• _Exercise tasks_
A: List every social network service the parsing paper excerpt names in its example of where smartphone users post about daily life and social events.
B: Reproduce the passage of the parsing paper excerpt that opens with the words containing "Currently, as a" and closes with "U-tube, and flicker.".
C: Answer these questions from the parsing paper excerpt:
(i) In the experiment, how many times faster is the proposed system than the legacy parser?
(ii) About how many uploads per day does Twitter have?
(iii) Which parser does the proposed system apply to the MapReduce framework?

Distributed and Parallel Big Textual Data Parsing for Social Sensor Network

Abstract

Recently, due to the popularization of the smartphone and social network service (SNS), many SNS users write their opinions for social events. According to these social phenomena, social sensor network which analyzes social events by utilizing those users' text data is proposed. Parsing is essential module to analyze user's text contents because it gives the understanding of semantics by extracting the words and their classes from texts. However, parsing requires much time because it needs to analyze all context information from the users' text. In addition, as users' text data are generated and transferred in streaming, the required parsing time increases too. This situation occurs that it is hard to parse the text on the single machine. Therefore, to drastically enhance the parsing speed, we propose distributed and parallel parsing system on the MapReduce. It applies the legacy parser to the MapReduce through loose coupling. Also, to reduce communication overheads, the statistical model used by the parser is resided on local cache in each mapper. The experimental result shows that the speed of proposed system is 2–19 times better than that of the legacy parser. As a result, we prove that the proposed system is useful for parsing text data in social sensor network.

1. Introduction

Currently, as a result of the development of smartphone device techniques and active use of the social network service (SNS), many people use SNS smartphone applications. In the United States, there are 30 million smartphone users in 2011 and had increased by million users per week in the last quarter of 2012 (http://tech.fortune.cnn.com/2012/03/07/u-s-smartphones-inching-toward-1-million-per-week/). In addition, Twitter, a representative SNS provider, has about 50 million cases of uploading per day and FaceBook, another provider, has about 60 million cases of uploading (http://allfacebook.com/twitter-facebook-status_b11613). Smartphone users post writings about their daily life or share major social events or issues using SNS such as Twitter, Facebook, U-tube, and flicker.

Many studies have been made to find out social issues or to solve scientific problems through these smartphone users' big text data [1–11]. For example, to detect radiation values generated by the japan's Fukushima Daiichi nuclear disaster, crowd sourced real-time radiation maps are developed by providing detecting radiation information from the smart-phone users. Another example is constructing the citizen sensor network for the scientific discovery by offering volunteers' location information with their pictures. Those kinds of system are called social sensor network or specifically citizen-sensor network [4–11]. The analysis and monitoring system based on this social sensor network requires parsing to analyze the users' postings. Therefore, a system that can parse several thousand million of sentences within a short time is essential for the social sensor network to analyze social phenomena.

However, parsing requires a lot of time to run for a large number of documents because it considers semantics for wide context range of the sentence to enhance precision and recall value. This type of processing proportionally affects the execution time with increasing in the number of documents. Therefore, a parsing system running on a distributed and parallel environment needs to be developed to parse massive numbers of documents concurrently. In this paper, we propose a parsing system that applies a Stanford parser to the MapReduce framework in order to extract information very fast. The reason why we use the Stanford parser is that it is one of the-state-of-the-art parsers and has high precision and recall in parsing documents.

• _Dataset excerpts_
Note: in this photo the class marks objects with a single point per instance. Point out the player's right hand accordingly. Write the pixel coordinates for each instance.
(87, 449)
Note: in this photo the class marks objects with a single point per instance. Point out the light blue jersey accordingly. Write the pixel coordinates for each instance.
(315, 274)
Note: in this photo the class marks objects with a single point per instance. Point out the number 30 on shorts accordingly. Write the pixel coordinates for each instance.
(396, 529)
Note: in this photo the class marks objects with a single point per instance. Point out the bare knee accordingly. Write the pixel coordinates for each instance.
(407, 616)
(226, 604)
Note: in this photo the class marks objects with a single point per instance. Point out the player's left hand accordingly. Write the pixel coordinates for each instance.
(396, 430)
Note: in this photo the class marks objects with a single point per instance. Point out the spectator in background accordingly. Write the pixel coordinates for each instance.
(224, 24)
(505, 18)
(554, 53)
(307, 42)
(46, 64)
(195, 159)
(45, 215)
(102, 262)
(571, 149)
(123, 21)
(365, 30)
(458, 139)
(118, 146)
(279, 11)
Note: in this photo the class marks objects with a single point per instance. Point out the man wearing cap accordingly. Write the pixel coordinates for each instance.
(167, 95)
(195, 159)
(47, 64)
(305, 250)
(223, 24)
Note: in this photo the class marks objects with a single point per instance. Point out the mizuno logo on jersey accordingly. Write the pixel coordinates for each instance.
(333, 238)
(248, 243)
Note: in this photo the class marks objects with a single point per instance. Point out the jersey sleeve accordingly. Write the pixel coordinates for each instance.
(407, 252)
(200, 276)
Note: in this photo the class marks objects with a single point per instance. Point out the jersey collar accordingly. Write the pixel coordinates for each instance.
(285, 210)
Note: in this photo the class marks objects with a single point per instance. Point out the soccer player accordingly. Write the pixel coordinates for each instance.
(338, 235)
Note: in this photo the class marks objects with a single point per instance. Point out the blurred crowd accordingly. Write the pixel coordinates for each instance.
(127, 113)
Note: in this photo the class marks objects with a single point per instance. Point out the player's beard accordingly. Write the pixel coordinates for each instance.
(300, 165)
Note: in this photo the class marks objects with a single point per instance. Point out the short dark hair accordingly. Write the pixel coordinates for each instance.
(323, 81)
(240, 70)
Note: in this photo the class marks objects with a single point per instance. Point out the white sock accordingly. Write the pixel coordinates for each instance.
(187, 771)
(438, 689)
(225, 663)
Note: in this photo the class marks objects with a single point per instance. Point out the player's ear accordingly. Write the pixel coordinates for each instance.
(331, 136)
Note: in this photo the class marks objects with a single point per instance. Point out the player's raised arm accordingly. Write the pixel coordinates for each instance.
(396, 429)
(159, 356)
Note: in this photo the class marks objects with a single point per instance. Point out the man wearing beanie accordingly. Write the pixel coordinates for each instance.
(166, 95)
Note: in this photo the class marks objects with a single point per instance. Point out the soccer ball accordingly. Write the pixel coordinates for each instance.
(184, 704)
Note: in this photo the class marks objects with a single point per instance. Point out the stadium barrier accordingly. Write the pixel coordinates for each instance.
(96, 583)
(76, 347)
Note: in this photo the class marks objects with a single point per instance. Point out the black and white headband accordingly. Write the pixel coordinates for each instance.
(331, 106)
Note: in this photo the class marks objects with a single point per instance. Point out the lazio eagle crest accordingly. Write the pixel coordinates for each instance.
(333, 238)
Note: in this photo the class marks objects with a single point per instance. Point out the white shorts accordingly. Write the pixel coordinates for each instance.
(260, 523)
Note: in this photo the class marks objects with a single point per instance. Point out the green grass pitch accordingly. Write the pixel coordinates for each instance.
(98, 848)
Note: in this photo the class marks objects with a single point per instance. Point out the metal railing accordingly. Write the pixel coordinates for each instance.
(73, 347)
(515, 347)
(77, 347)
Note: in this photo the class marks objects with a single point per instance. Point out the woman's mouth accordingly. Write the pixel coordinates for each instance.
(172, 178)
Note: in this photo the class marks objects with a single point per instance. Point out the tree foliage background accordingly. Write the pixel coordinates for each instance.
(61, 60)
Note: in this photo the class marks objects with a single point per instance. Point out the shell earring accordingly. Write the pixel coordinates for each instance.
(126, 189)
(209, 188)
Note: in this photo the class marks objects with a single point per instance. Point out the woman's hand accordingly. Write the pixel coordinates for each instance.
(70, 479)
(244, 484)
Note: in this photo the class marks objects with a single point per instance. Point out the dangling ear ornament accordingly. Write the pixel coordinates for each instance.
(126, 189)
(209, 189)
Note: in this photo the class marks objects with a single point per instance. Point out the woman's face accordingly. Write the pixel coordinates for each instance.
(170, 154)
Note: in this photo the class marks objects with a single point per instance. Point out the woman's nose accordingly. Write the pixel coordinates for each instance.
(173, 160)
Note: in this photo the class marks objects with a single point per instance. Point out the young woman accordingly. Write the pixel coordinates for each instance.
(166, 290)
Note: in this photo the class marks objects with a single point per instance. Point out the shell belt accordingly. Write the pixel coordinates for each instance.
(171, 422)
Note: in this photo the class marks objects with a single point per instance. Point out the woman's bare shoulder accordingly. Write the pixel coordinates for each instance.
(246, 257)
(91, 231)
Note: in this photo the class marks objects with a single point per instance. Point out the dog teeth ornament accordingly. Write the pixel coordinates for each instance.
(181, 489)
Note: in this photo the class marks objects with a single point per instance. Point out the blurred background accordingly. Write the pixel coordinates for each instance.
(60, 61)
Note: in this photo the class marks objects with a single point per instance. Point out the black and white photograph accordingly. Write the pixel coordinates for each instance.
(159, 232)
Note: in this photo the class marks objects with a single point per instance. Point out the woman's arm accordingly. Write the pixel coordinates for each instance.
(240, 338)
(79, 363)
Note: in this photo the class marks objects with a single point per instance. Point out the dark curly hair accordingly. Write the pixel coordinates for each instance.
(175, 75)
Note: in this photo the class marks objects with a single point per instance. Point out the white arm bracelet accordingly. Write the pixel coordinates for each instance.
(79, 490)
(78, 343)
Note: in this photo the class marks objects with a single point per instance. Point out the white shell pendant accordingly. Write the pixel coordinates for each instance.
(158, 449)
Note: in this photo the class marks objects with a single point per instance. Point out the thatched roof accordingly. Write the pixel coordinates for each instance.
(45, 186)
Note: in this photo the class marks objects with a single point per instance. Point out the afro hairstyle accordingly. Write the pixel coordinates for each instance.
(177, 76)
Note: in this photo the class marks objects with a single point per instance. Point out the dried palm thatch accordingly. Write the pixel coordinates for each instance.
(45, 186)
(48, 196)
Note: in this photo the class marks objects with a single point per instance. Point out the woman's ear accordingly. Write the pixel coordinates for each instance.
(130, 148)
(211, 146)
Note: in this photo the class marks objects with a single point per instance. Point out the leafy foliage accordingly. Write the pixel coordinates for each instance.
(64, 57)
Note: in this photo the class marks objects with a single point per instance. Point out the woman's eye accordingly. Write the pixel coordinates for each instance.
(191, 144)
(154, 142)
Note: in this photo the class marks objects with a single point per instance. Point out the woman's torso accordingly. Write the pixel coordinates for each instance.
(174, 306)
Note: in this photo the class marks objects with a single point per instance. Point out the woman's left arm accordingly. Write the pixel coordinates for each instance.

• _Results of the tasks_
A: Twitter, Facebook, U-tube, flicker

B:
Currently, as a result of the development of smartphone device techniques and active use of the social network service (SNS), many people use SNS smartphone applications. In the United States, there are 30 million smartphone users in 2011 and had increased by million users per week in the last quarter of 2012 (http://tech.fortune.cnn.com/2012/03/07/u-s-smartphones-inching-toward-1-million-per-week/). In addition, Twitter, a representative SNS provider, has about 50 million cases of uploading per day and FaceBook, another provider, has about 60 million cases of uploading (http://allfacebook.com/twitter-facebook-status_b11613). Smartphone users post writings about their daily life or share major social events or issues using SNS such as Twitter, Facebook, U-tube, and flicker.

C:
(i) 2–19 times
(ii) About 50 million
(iii) The Stanford parser